==== Passage shown

It is impossible to untangle the symbiotic relationship between the railway and the growth of the capital. In 1831, London’s population of 1.7 million was squeezed into an area of just eighteen square miles. It was already on the way to being the world’s biggest city and an incredibly cramped one. At the time, Hammersmith was known for its strawberries and orchards, and market gardens flourished on the gravel terraces west of Chelsea and up the Lea Valley. On the clay lands, large fields provided grain for people and hay for horses, while well laid out parks extended from the numerous country houses. Today, London, with its thirty-two boroughs and City Corporations, is thirty-four times larger at 618 square miles, whereas the population, at 8.8 million, has only grown by a factor of five. While undoubtedly the motor car has fuelled that expansion and allowed a reduction in density to take place, the process was started and developed in earnest by the existence of the railways, including the Underground and, later, trams.

Much of London before the advent of the railways was little changed from its Georgian heyday. It was still a dark place. Gas light was first used in London on Westminster Bridge in 1813 but spread only slowly until the mid-1820s, with most streets still being illuminated by infrequent oil lamps and pedestrians having to be escorted home by ‘link-boys’ bearing lights. According to Peter Ackroyd, ‘the outskirts retained a rural aspect… The great public buildings, with which the seat of empire was soon to be decorated, had not yet arisen. The characteristic entertainments were those of the late eighteenth century, too, with the dogfights, the cockfights, the pillory and the public executions.’2

However, changes were afoot. The area now encompassed by central London at the dawn of the railway age was booming, with massive developments on the great estates as some of their aristocratic owners realized that they were sitting on invaluable assets. London had undergone rapid transformation in the previous half century, particularly in the prosperous period in the aftermath of the Napoleonic Wars.

========
==== Provided records

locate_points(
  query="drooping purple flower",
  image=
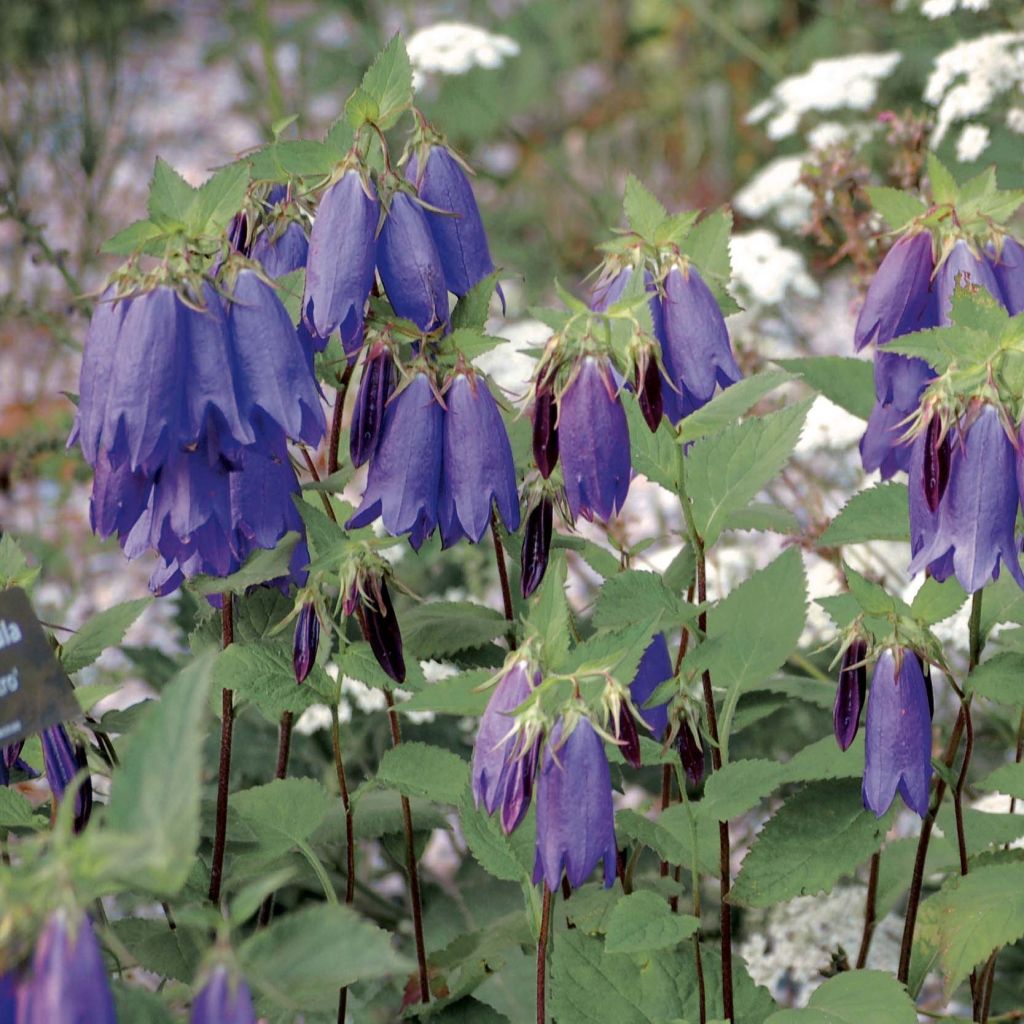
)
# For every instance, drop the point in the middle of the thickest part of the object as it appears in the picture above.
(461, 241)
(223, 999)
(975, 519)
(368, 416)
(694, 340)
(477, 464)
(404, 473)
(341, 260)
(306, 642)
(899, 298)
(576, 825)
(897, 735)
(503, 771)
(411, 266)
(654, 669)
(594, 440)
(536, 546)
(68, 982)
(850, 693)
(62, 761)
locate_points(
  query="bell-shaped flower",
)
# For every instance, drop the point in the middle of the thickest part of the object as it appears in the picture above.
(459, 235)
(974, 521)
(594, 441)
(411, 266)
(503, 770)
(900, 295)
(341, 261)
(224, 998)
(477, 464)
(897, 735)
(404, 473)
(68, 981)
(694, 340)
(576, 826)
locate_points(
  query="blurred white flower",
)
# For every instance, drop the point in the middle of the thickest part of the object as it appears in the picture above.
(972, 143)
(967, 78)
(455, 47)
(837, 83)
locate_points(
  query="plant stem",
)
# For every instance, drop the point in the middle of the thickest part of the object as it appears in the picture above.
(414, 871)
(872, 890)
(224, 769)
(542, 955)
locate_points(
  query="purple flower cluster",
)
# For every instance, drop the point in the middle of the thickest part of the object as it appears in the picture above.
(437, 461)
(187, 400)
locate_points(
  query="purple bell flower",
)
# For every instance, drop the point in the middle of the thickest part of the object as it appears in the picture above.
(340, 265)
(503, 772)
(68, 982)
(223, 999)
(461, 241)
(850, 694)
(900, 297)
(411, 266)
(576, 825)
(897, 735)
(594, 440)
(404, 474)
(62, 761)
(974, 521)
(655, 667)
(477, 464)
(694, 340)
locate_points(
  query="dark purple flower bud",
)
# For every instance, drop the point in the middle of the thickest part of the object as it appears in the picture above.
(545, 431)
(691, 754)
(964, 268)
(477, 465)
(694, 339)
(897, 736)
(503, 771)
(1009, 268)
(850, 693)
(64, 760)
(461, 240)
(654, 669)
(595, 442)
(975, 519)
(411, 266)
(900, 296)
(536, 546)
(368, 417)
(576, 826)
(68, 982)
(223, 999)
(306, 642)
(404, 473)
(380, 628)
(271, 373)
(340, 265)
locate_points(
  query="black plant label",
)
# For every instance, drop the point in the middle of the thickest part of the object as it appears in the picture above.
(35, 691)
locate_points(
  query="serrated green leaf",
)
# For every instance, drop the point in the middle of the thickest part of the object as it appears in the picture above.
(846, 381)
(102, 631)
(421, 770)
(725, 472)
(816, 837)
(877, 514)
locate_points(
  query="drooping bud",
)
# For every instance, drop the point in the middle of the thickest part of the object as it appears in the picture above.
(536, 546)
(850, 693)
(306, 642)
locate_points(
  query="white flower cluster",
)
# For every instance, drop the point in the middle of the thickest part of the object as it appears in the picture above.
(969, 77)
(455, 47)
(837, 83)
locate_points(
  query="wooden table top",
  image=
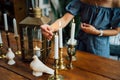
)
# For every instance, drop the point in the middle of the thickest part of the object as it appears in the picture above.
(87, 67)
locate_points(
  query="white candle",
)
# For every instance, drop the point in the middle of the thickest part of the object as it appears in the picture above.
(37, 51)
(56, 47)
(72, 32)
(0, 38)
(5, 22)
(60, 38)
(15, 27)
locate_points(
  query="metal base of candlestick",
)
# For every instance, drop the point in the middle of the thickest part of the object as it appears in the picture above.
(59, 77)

========

> [Brief 1]:
List the entertainments that the passage on London and the railways quotes Peter Ackroyd as calling characteristic of the time.
> [Brief 2]:
Carry the passage on London's growth and the railways forward from its last sentence.
The items have nothing to do with the passage about London and the railways.

> [Task answer 1]:
Dogfights, cockfights, the pillory, and public executions.

> [Task answer 2]:
Whereas John Nash had been the principal architect of swathes of London during the late Georgian and Regency periods, such as Regent Street and the various terraces around Regent’s Park, the mantle had passed to Thomas Cubitt who was responsible for even more notable developments. After creating much of modern-day Bloomsbury, including Tavistock and Russell squares on land owned by the Duke of Bedford, Cubitt turned his attention to the Grosvenor Estate south of Hyde Park where he established both Belgravia and Pimlico on land that had previously been used as market gardens.

In his book A Short History of London, Simon Jenkins applauds these developments, suggesting that they were built to far higher standards than Nash’s terraces and that even today ‘their creamy cliffs of stucco… symbolize upmarket living to rich expatriates the world over’.3 There were other equally successful developments during the first three decades of the nineteenth century, including on the fields owned by the Bishop of London in Paddington and Bayswater; but a speculative scheme further west just beyond Notting Hill, supported by the owners, the Ladbroke family, proved a step too far and the rather grand terraces were soon sublet to poor families described by The Times as ‘a more filthy and disgusting crew we have seldom had the misfortune to encounter’.4 The pleasant squares built up by the large landowners remained interspersed with areas of slum housing, much of which would be cleared for railway development during the course of the century.

It is important to note that the outward suburban spread, which the railways would do much to stimulate, had already begun. To the north, St John’s Wood, Camden Town and Islington had grown up with sizeable housing suitable for the burgeoning middle classes. Further north, there was ribbon development of housing through Tottenham to Upper Edmonton, although away from the main road there were only fields and marshland. On the south bank of the Thames, there was continuous building between Rotherhithe and Lambeth, most of which were festering slums. Further south, however, there were more salubrious areas up to the New Kent Road and stretching out to Kennington and Walworth but nothing much beyond apart from villages.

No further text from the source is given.